Tasks to carry out:
1. In the histogram excerpt, which tag is used to make the binning coarser?
2. Summarize the histogram excerpt in two sentences.
3. Reproduce the part of the histogram excerpt between "Exercise * Use" and "h_delta_px.fill(calc(chunk))", inclusive.

Excerpted text:
┄┄┄┄┄┄┄┄┄┄
Exercise * Use iterative loop to fill h_mc_px and h_delta_px, use calc from before * Plot all three histograms overlaid into one figure with plt.stairs

# do exercise here

# solution

for chunk in event.iterate(["trk_px", "trk_imc", "mc_trk_px"]):
    h_px.fill(ak.flatten(chunk["trk_px"]))
    h_mc_px.fill(ak.flatten(chunk["trk_px"]))
    h_delta_px.fill(calc(chunk))
    
for h, label in ((h_px, "px"), (h_mc_px, "mc_px"), (h_delta_px, "delta_px")):
    plt.stairs(h.values(), h.axes[0].edges, label=label)
    
plt.legend();

Histograms can be reduced
Shrink axis range with slices and using loc
Make binning coarser with rebin

from boost_histogram.tag import loc, rebin

h_delta_px_2 = h_delta_px[loc(-0.5):loc(0.5):rebin(2)]

for h in (h_delta_px_2, h_delta_px):
    plt.stairs(h.values(), h.axes[0].edges,
               label=f"{len(h.values())} bins")
┄┄┄┄┄┄┄┄┄┄
Raw records:

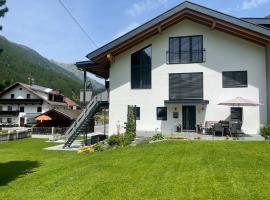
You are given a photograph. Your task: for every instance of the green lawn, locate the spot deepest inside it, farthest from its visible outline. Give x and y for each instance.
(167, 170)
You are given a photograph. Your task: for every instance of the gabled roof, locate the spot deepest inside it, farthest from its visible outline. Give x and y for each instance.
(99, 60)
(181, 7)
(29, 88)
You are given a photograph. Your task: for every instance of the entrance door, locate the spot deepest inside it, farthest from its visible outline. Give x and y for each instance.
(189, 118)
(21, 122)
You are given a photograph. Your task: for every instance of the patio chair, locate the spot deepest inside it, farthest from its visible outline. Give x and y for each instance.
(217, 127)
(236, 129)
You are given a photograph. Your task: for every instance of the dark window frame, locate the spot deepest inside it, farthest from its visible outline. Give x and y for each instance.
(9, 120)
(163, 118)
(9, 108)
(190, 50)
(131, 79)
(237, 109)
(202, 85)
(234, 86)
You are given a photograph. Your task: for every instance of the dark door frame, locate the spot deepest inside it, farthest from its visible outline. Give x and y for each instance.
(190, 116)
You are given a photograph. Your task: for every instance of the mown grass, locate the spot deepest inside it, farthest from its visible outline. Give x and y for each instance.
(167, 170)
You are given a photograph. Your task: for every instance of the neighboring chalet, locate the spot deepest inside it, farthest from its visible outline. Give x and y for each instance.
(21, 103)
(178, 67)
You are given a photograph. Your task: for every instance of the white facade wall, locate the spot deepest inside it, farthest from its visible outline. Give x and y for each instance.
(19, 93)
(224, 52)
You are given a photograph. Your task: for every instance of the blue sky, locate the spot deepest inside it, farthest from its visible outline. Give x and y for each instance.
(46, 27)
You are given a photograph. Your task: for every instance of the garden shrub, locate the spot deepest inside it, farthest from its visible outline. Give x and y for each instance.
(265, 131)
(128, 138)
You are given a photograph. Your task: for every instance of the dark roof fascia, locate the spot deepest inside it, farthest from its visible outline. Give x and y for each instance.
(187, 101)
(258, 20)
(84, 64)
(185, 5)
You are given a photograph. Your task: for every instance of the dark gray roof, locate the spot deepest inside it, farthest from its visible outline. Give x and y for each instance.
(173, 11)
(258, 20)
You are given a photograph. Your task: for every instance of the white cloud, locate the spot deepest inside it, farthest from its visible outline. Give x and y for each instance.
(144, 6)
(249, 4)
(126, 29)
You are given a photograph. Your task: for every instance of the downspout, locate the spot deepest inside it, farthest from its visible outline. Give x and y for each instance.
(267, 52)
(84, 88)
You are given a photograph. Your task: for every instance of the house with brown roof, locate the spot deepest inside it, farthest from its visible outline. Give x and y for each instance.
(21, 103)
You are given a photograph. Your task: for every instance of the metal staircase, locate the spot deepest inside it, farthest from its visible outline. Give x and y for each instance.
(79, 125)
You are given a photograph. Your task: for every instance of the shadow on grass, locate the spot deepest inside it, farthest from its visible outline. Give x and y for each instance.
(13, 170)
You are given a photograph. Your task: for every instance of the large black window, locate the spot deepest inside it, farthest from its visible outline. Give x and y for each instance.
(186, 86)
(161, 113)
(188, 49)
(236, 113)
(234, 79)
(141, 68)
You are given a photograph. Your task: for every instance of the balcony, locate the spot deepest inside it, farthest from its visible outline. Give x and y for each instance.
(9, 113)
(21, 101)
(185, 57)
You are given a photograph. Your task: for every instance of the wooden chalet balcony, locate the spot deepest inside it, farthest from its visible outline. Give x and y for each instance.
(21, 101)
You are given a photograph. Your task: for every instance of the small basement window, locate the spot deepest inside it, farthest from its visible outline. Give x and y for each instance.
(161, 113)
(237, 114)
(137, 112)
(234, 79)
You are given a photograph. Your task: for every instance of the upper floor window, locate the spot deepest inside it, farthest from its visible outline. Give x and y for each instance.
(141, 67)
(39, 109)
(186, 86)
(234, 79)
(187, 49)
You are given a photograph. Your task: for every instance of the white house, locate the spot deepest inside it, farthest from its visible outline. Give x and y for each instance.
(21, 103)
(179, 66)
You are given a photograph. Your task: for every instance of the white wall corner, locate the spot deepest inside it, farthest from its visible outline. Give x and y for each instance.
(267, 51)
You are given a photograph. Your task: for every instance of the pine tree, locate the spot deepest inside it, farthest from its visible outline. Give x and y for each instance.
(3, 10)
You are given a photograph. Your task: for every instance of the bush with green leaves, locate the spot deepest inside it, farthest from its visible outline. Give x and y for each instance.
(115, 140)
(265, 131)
┄┄┄┄┄┄┄┄┄┄
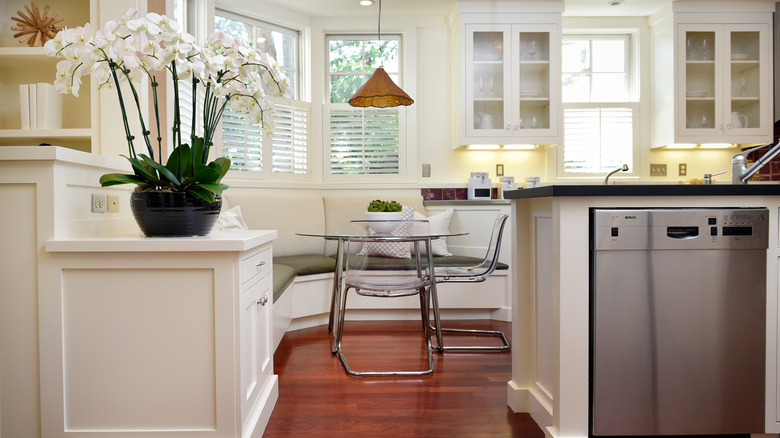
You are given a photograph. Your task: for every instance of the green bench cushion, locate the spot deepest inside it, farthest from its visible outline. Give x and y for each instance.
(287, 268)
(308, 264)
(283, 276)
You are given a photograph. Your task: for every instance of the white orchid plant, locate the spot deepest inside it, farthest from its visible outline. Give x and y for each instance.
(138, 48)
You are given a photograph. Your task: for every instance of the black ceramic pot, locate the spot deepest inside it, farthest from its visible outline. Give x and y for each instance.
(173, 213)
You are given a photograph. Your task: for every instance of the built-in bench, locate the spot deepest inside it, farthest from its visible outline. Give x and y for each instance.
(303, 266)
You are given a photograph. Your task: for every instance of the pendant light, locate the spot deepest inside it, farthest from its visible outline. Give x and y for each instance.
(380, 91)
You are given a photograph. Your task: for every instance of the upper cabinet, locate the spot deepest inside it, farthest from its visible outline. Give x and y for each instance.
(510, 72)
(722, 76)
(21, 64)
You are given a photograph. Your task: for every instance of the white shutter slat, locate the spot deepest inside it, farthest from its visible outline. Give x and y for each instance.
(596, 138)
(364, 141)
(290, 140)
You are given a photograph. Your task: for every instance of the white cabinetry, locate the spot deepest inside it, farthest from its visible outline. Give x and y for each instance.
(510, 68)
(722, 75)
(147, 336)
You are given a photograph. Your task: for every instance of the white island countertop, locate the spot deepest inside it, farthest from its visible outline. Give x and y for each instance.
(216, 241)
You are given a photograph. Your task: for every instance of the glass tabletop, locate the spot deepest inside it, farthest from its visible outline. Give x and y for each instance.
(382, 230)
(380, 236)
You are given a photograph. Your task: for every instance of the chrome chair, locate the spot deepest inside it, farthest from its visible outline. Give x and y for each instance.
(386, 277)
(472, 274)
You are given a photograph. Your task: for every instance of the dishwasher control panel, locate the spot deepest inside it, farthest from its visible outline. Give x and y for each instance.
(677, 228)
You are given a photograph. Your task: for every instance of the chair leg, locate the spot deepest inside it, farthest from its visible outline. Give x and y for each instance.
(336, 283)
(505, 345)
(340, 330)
┄┄┄┄┄┄┄┄┄┄
Answers per task:
1. The rebin tag.

2. The histogram excerpt sets an exercise, with a solution, to fill h_mc_px and h_delta_px with an iterative loop and to plot all three histograms overlaid in one figure with plt.stairs. It then shows that histograms can be reduced by shrinking the axis range with slices and loc and by making the binning coarser with rebin.

3.
Exercise * Use iterative loop to fill h_mc_px and h_delta_px, use calc from before * Plot all three histograms overlaid into one figure with plt.stairs

# do exercise here

# solution

for chunk in event.iterate(["trk_px", "trk_imc", "mc_trk_px"]):
    h_px.fill(ak.flatten(chunk["trk_px"]))
    h_mc_px.fill(ak.flatten(chunk["trk_px"]))
    h_delta_px.fill(calc(chunk))